→ **Ce qu'on demande**
1 – Recopiez sans rien changer un passage du texte sur le monde du cliché. Commencez aux mots « Le monde du » et arrêtez-vous après « de notre société. ».
2 – D'après le texte sur le monde du cliché, quels verbes désignent ce que le système ne cherche pas à faire avec l'esprit critique des individus ?

→ **Extrait du document**
--------------------

Le monde du cliché et du clin d’œil est un monde dans lequel tout le monde s’est perdu. Car s’il est vrai que les classes dominantes croyaient le maîtriser, elles souffrent aujourd’hui elles aussi de la montée de cette insignifiance. Et la promotion, l’enseignement de l’ignorance reflète bien l’état de notre société.
Et nous montre aussi que épanouir, enrichir et travailler l’esprit critique des individus n’est pas un des objectifs du système dans lequel on vie. On n’éduque pas un peuple avec un langage publicitaire, conçu pour la simplicité, « l’efficacité ». En transformant tout en icônes, en clichés, on ne fait que séparer toutes les entités qui ensembles font une société. On « ghettoïse » notre société.

--------------------

→ **Lignes fournies**
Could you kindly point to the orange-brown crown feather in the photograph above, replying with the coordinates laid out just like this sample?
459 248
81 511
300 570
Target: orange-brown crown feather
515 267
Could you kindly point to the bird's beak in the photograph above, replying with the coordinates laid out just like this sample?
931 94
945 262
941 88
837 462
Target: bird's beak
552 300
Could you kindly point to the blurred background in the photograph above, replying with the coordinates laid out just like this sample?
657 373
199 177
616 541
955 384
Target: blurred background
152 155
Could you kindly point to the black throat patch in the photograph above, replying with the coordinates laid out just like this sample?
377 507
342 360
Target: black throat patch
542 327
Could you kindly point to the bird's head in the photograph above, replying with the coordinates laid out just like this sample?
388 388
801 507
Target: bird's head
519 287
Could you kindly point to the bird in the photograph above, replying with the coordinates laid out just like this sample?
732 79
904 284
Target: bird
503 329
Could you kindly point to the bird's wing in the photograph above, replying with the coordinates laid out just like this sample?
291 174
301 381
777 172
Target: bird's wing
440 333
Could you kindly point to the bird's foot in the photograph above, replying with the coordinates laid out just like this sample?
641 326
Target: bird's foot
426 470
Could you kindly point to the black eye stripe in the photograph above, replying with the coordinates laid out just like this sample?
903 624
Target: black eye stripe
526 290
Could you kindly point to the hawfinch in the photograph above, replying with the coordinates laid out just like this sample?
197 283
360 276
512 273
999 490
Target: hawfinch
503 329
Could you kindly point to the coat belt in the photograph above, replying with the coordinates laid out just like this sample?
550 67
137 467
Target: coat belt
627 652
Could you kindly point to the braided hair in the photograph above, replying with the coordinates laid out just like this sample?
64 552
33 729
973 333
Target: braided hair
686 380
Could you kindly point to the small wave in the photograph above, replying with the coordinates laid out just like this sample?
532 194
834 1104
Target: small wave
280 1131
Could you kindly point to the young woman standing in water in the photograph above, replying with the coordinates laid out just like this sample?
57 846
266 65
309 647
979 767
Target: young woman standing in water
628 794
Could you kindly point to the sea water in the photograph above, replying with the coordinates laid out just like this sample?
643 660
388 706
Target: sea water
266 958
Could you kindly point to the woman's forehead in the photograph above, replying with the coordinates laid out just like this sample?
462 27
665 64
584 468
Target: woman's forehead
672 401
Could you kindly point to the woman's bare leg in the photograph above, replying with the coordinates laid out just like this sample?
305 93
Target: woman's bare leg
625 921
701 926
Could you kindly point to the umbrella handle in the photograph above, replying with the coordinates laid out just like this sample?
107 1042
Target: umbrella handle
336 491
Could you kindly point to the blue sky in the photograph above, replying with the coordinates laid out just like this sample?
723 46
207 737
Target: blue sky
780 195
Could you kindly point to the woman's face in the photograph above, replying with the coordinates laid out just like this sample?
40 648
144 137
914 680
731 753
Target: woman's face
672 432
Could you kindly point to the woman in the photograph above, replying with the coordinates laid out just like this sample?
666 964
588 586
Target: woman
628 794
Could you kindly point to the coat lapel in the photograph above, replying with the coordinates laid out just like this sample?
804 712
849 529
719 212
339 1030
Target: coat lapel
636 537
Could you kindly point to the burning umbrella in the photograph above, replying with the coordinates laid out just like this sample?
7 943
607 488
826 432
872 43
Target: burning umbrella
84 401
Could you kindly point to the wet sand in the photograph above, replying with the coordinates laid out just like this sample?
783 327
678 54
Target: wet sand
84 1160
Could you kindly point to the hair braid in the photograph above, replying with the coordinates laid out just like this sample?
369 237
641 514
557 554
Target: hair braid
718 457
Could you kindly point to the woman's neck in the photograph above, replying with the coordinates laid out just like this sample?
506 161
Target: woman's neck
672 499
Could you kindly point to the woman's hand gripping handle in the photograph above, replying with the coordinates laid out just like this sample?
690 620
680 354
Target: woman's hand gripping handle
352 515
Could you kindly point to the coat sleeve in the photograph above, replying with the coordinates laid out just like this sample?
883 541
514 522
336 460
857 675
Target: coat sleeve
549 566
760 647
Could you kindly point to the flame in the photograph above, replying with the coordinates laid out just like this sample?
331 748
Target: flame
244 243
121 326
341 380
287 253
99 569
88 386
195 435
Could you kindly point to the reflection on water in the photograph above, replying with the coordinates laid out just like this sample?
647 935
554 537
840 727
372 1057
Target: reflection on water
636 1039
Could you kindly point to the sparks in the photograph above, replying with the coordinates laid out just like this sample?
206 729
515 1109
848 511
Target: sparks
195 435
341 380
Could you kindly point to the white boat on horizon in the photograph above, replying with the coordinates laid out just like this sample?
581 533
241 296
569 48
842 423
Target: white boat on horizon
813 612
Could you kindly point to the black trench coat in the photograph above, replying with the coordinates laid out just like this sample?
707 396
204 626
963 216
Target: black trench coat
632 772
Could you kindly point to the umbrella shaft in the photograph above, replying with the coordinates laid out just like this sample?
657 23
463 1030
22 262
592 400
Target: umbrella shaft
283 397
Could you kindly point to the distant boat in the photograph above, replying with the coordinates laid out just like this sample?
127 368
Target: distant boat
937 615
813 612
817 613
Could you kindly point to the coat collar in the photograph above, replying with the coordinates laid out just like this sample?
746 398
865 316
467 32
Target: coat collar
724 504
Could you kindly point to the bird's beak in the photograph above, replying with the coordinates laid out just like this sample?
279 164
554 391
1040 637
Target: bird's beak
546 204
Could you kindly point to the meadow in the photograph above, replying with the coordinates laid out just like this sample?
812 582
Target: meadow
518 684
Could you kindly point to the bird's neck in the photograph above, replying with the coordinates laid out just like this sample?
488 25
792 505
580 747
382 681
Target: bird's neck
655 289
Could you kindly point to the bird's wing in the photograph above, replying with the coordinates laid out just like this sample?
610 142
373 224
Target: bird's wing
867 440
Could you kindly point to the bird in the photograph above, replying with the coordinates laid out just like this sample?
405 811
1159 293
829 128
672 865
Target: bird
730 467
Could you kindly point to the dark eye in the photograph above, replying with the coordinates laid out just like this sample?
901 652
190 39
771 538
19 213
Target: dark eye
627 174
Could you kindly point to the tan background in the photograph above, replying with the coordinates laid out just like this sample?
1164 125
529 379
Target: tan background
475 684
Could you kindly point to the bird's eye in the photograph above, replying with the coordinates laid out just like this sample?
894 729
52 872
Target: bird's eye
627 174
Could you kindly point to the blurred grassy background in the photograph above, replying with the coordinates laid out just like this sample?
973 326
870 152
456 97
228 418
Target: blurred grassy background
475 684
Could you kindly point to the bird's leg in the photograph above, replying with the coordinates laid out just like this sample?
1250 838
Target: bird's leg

--------------------

→ **Corrigé**
1 –
Le monde du cliché et du clin d’œil est un monde dans lequel tout le monde s’est perdu. Car s’il est vrai que les classes dominantes croyaient le maîtriser, elles souffrent aujourd’hui elles aussi de la montée de cette insignifiance. Et la promotion, l’enseignement de l’ignorance reflète bien l’état de notre société.

2 – épanouir, enrichir, travailler